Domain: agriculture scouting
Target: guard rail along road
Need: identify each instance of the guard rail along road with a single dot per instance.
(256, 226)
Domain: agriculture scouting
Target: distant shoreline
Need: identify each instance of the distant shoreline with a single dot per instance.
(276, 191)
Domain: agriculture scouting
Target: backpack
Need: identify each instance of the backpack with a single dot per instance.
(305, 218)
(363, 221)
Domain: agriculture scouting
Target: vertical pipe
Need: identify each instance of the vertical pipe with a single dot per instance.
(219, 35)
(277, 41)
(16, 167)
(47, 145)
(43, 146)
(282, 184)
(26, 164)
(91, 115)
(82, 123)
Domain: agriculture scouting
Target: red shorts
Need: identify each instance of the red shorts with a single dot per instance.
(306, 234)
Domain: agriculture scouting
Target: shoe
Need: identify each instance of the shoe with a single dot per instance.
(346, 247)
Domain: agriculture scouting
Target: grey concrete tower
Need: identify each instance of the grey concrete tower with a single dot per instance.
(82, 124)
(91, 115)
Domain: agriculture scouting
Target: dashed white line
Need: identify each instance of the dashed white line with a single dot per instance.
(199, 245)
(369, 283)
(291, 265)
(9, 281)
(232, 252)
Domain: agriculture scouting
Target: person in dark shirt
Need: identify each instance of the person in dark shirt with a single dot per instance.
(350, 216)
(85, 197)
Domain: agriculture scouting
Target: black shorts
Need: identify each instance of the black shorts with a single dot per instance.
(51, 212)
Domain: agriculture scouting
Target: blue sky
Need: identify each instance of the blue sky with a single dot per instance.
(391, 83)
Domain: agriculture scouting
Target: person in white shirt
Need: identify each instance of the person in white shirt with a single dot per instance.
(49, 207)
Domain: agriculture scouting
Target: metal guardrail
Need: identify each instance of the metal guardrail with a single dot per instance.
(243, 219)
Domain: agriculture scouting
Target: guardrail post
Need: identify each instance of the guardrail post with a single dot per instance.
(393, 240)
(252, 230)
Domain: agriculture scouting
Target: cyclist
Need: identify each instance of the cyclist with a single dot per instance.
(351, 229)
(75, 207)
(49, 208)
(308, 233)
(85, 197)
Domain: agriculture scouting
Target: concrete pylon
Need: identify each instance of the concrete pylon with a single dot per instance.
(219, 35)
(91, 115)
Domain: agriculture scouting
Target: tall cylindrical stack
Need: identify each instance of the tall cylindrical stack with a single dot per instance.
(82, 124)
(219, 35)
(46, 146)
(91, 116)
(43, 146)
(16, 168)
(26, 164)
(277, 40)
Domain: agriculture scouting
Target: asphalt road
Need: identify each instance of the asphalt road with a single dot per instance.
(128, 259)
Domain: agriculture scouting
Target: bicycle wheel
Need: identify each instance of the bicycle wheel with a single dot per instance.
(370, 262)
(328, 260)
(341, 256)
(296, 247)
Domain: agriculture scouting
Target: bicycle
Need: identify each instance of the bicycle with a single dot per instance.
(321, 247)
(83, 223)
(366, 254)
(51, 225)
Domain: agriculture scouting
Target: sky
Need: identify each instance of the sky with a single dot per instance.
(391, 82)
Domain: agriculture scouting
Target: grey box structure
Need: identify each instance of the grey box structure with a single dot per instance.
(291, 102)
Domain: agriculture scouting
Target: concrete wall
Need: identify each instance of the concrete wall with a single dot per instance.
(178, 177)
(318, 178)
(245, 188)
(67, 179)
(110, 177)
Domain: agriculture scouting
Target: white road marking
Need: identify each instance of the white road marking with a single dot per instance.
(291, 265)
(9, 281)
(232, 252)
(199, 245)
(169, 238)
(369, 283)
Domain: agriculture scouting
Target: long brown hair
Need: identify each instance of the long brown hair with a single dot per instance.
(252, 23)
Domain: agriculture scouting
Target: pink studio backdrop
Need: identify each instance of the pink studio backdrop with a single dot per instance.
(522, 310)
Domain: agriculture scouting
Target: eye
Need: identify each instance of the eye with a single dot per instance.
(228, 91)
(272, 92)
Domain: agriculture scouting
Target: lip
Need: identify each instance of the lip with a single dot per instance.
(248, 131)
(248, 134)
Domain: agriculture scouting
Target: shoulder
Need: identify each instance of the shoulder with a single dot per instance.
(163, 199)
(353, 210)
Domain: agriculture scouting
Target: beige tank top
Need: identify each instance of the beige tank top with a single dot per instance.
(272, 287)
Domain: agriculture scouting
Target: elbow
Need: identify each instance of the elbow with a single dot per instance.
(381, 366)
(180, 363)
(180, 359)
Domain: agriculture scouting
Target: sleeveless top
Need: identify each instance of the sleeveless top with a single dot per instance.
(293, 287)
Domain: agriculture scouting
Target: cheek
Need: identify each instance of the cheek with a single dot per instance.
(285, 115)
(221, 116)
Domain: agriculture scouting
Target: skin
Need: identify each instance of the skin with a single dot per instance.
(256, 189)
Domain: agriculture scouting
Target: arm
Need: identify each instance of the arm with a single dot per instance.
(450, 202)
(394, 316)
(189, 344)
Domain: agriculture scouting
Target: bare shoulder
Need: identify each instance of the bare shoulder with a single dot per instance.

Directions for this task - Find every line in the material above that contains the word "white", matching case exactly, and copy each of those lines in full.

Finished answer -
Target: dashed white line
Need: identify each instance of the dashed white line with a single dot per instance.
Target: person in white shirt
Need: identify each instance of the person in white shirt with a single dot per instance.
Target: white road marking
Need: identify each instance of the white road marking with a single dot per instance.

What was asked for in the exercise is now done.